(Extracted records)
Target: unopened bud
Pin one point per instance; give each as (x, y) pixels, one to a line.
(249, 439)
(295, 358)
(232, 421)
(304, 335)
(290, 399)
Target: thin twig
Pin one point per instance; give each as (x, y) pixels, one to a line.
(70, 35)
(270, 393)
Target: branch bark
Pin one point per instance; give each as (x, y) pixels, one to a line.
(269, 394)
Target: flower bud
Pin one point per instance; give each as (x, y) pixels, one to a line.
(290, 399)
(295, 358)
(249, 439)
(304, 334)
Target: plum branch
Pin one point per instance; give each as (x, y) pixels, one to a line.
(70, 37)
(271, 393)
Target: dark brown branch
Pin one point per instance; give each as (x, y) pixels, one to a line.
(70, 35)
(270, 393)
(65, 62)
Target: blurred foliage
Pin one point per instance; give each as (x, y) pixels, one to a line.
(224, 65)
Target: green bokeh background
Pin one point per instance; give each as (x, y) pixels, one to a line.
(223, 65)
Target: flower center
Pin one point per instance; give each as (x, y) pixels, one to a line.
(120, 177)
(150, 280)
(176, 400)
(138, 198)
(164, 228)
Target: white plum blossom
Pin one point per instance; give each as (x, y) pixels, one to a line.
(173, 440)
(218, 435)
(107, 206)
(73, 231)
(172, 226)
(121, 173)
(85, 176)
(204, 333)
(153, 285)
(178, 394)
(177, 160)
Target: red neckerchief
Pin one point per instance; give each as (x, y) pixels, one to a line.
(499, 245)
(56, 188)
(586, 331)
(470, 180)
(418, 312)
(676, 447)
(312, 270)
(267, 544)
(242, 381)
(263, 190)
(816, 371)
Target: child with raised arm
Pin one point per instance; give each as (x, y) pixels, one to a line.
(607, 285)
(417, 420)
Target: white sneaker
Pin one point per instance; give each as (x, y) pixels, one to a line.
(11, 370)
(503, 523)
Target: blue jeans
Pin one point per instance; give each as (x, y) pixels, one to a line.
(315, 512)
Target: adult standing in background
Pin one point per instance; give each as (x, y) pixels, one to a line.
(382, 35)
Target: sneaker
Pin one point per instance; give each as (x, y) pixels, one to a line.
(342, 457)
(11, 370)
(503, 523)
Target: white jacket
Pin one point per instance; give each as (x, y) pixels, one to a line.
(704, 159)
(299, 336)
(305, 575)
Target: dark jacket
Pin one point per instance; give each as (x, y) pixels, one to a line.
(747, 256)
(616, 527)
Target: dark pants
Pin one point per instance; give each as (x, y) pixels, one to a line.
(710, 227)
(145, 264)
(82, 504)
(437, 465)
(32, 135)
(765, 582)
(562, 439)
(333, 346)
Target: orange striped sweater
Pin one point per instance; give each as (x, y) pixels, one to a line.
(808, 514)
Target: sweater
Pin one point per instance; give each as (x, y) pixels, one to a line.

### TASK DIRECTIONS
Exactly as written, give the line containing "Target: blue jeans" and all remaining lines of the records.

### SOLUTION FOR THIS PROBLEM
Target: blue jeans
Pin one point per instance; give each as (x, y) pixels, one to a line.
(315, 512)
Target: adult standing in background
Pin one point per instance; give each as (x, y) pixels, one to a line.
(382, 35)
Target: sneaker
Pin one point per instance; give each as (x, y) pixels, one to a line.
(342, 457)
(11, 370)
(503, 523)
Target: white jacket
Pin one point per instance; give each as (x, y) pixels, one to a line.
(704, 159)
(299, 336)
(305, 575)
Target: dark jacket
Pin one point per instance; give each as (x, y) pixels, one to a line.
(747, 256)
(616, 527)
Target: dark pants
Pin one point per instance; give each as (x, y) pixels, one to a line.
(710, 227)
(145, 264)
(82, 504)
(437, 465)
(32, 135)
(765, 582)
(562, 439)
(333, 346)
Target: orange striped sweater
Pin one point per instance; give each as (x, y) pixels, one to a line.
(808, 514)
Target: sweater
Pin one point per instance; give each as (x, y) pixels, one to a line.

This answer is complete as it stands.